* _DATA TO USE_:
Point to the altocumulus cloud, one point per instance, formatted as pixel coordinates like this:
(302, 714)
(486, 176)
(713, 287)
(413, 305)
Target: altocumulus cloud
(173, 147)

* _WHAT THE TASK ASKS_: Copy the listing above line for line, keeping every word, number, and mark of punctuation unchanged.

* _ANSWER TO THIS TASK_:
Point to the altocumulus cloud, one point per instance, formatted as pixel coordinates like this:
(302, 714)
(486, 176)
(713, 287)
(413, 305)
Target: altocumulus cloud
(173, 147)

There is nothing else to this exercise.